* Extract:
·····

Here is an overview of some well-known carbon project types:
Nature-based solutions
Reduce Emissions from Deforestation and forest Degradation (REDD+)
As one of the several nature-based carbon credit project types, REDD+ attaches financial value to the carbon stored in forests and adds an incentive to reduce human impact that results in greenhouse gases (GHGs).
There are two project types that fall under REDD+:
- Avoided unplanned deforestation (AUD) projects: These aim to protect forests from highly localized agents of deforestation, such as deforestation caused by local communities growing crops for local consumption or deforestation due to illegal logging.
Examples of AUD projects could include financial support to local communities so they have the means to boost yields from existing farmland or increased patrols to monitor deforestation from illegal activity.
- Avoided planned deforestation (APD) projects: These primarily seek to protect forests from large-scale, commercial agents of legally permitted deforestation for alternative use, such as for crop plantations or cattle ranches. These projects protect the forest from secondary agents of deforestation, which are primarily local communities.
An example of an APD project is preventing the entire project area from being cleared over 5-10 years by a global corporation that has well-documented plans to convert the forested area to a commercial palm oil plantation.
Afforestation, Reforestation & Revegetation (ARR)
ARR projects are designed to increase carbon stocks by planting or assisting the natural regeneration of woody biomass. ARR activities are diverse and can include: agroforestry, commercial plantations, farmer-assisted natural regeneration, and mangrove restoration (one type of blue carbon project).
Improved Forest Management (IFM)
IFM projects can increase net carbon stocks or reduce greenhouse gas (GHG) emissions through changes in existing, or business as usual (BAU), forest management practices. Forest management activities could include rotation extension, thinning and change in harvesting techniques. Exactly which management activities are allowed in the projects is determined by registry methodologies.

·····

* Data:
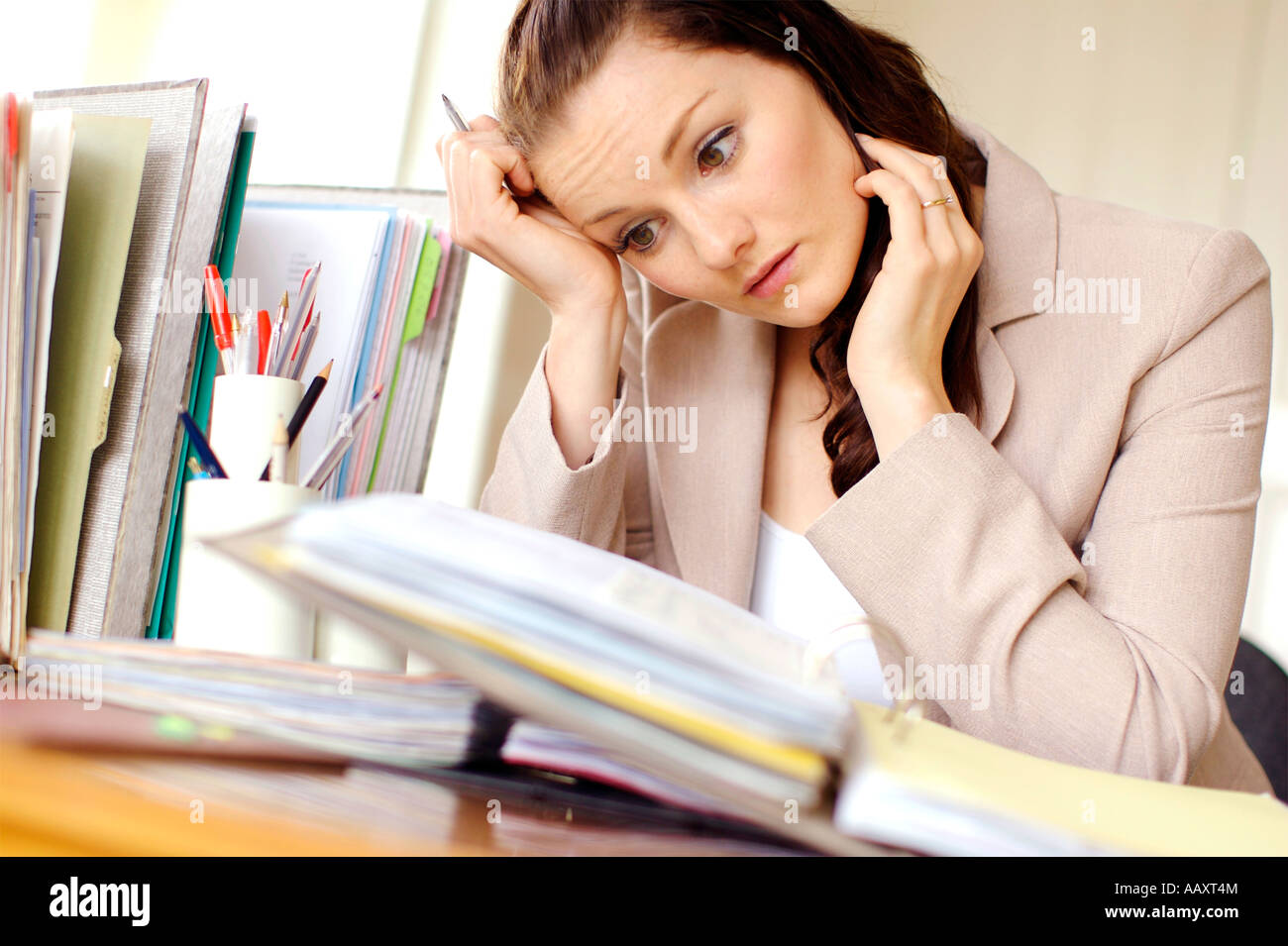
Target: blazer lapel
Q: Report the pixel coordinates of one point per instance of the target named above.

·····

* Goal: In the carbon project overview, what do REDD+ projects attach financial value to? The material placed after the carbon project overview is separate from it.

* Solved exercise: The carbon stored in forests.